───── Given passage

You may find it easiest to have a separate Matlab script file (ending in .m) for each question. But as I said in class, copy and paste both your code and your output from all questions into one Word file. See the Sample Homework on OneDrive as a template. I recommend starting each script file with commands to close all figures, clear the workspace, and clear the command window: close all; clc; clear;
Some helpful hints for the following questions (I’ll leave it to you to figure out where these hints apply ):
MATLAB has a function that calculates the cumulative sum of a vector. You can look it up using MATLAB’s help.
When you call the fprintf() function, if you leave the ‘\n’ off of the format string, the next time you call fprintf() will print again on the same line. This allows you to call fprintf() different ways for multiple items that you print on the same line.
1.Read the excerpt below from Options, Futures, and other Derivatives by John Hull. You will be writing a MATLAB program to simulate credit rating changes of a correlated Baa company and a Ba company following the steps outlined in the question parts below. You will use numbers to represent ratings: 0: default, 1: Aaa, 2: Aa, 3: A, etc. The one-year rating transition matrix is given in Table 22.6 on the next page.

──────────
───── Data section

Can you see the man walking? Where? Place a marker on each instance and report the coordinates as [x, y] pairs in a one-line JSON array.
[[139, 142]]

──────────

• Stated exercise A
In the MATLAB homework instructions, which number is used to represent a default rating?
• Stated exercise B
Continue the MATLAB homework instructions from the point at which they end.

• Expected output A
The number 0 represents a default rating.

• Expected output B
a.[Hint for part a: you should use the RunBedford.m code from the Quiz1 Practice Problems I gave you in Week 3 as the basis for how you write the portion for the discrete inverse transform in this function]
First, write a function, called get_end_of_year_ratings (in its own function file), that generates N correlated rating transitions. Your function should produce the following two separate outputs (i.e., there should be two output variables, each of which is a vector, as specified here):
rating1: an N-element column vector of the end-of-year ratings for company 1.
rating2: an N-element column vector of the end-of-year ratings for company 2.
The function must take the following 5 arguments as inputs, in this order:
p1: a row vector of the cumulative probability boundaries for all the rating categories.
p2: a row vector of the cumulative probability boundaries for all the rating categories.
rho: a 2x2 correlation matrix with the Gaussian copula correlation coefficient between the two companies included.
categories: a row vector of the numeric values to use for each category represented by the cumulative probability vectors p1 and p2 (NOTE: you should represent the default category as a zero, and it does not need to be included in this “categories” vector or in the p1/p2 vectors; simply make it whatever is left over)
N: the number of end-of-year ratings to generate.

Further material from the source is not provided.